* START Data listing *

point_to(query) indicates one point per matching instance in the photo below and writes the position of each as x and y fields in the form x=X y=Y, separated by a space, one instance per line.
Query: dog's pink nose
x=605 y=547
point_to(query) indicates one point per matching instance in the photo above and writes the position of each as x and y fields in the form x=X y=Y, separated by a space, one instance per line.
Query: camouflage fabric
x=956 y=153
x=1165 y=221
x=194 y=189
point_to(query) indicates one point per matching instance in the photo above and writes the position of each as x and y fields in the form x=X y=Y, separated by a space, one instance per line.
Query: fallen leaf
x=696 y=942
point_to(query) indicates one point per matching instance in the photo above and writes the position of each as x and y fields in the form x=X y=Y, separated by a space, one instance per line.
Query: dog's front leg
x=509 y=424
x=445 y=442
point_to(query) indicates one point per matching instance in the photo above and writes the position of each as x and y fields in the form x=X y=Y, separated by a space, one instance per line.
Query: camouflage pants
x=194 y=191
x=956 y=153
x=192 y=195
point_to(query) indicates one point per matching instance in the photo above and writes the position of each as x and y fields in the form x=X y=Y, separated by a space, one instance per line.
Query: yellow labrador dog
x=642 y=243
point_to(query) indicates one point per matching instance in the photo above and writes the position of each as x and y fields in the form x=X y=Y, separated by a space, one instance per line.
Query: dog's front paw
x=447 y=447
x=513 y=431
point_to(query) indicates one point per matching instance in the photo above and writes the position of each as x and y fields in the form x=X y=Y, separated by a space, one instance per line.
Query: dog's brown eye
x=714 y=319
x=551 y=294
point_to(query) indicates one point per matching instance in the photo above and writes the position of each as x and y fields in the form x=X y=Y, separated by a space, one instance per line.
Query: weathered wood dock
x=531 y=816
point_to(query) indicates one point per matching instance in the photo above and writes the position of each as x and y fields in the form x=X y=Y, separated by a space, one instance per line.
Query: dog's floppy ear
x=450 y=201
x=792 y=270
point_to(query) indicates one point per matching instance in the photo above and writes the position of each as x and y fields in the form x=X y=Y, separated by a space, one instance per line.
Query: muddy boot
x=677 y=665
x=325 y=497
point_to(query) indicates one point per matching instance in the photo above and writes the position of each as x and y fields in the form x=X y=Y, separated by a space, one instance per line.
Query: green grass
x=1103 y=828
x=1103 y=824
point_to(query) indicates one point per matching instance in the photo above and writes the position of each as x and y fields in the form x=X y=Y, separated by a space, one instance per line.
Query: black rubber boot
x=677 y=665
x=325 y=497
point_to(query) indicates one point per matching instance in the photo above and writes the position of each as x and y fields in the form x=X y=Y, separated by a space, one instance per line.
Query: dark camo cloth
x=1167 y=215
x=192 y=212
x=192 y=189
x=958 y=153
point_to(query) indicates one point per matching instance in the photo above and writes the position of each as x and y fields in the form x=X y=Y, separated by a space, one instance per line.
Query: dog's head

* END Data listing *

» Problem to solve
Reproduce all of the data above word for word, with no changes.

» Correct response
point_to(query) indicates one point per matching instance in the photo below and writes the position of each as x and y fields in the form x=X y=Y, separated by a space, one instance per line.
Query: dog's pink nose
x=605 y=547
point_to(query) indicates one point per matching instance in the photo above and writes the position of each as x and y fields in the form x=X y=Y, separated by a space, one instance per line.
Query: camouflage fabric
x=956 y=153
x=1165 y=221
x=194 y=189
point_to(query) indicates one point per matching instance in the photo above and writes the position of each as x and y fields in the form x=X y=Y, separated by a space, one instance per line.
Query: fallen leaf
x=696 y=942
point_to(query) indicates one point per matching instance in the photo above and writes the position of each as x and y fields in the form x=X y=Y, separated by a space, one instance per line.
Query: dog's front leg
x=509 y=424
x=445 y=442
point_to(query) indicates one point per matching instance in the photo above and writes the position of each as x and y fields in the form x=X y=Y, separated by a space, one instance per line.
Query: camouflage pants
x=194 y=191
x=956 y=153
x=192 y=195
point_to(query) indicates one point per matching instance in the photo above and writes the position of each as x and y fields in the form x=X y=Y, separated by a space, one instance per line.
Query: yellow labrador dog
x=642 y=243
point_to(query) indicates one point per matching instance in the photo above and writes the position of each as x and y fields in the form x=X y=Y, separated by a space, one instance per line.
Query: dog's front paw
x=447 y=447
x=513 y=431
point_to(query) indicates one point per matching instance in the photo above and writes the position of each as x and y fields in the form x=X y=Y, separated by a space, one instance per line.
Query: dog's brown eye
x=714 y=319
x=551 y=294
point_to(query) indicates one point per matching instance in the photo above and writes the position of each as x and y fields in the form x=X y=Y, separated by a space, one instance per line.
Query: weathered wood dock
x=531 y=816
point_to(query) indicates one point per matching instance in the photo above and writes the position of each as x and y fields in the form x=X y=Y, separated by a space, one instance per line.
Query: dog's floppy ear
x=450 y=201
x=792 y=270
point_to(query) indicates one point per matching instance in the photo above and writes the position of each as x and y fields in the form x=X y=Y, separated by a space, one instance per line.
Query: muddy boot
x=677 y=665
x=325 y=497
point_to(query) indicates one point per matching instance in the photo above and writes the position of each as x and y fields in the form x=X y=Y, separated by a space, one instance per line.
Query: green grass
x=1103 y=828
x=1103 y=824
point_to(query) indicates one point per matching instance in the photo above and writes the position of each as x and y fields in the form x=X y=Y, separated by a space, one instance per line.
Query: black rubber boot
x=677 y=665
x=325 y=497
point_to(query) indicates one point per matching instance in the photo above and writes the position of each as x and y fields in the form x=X y=Y, separated by a space, one instance per line.
Query: dark camo cloth
x=1167 y=215
x=192 y=212
x=192 y=189
x=958 y=153
point_to(query) indicates one point per matching instance in the photo above and writes the position of each as x and y fields in the form x=X y=Y, separated by a space, one instance per line.
Query: dog's head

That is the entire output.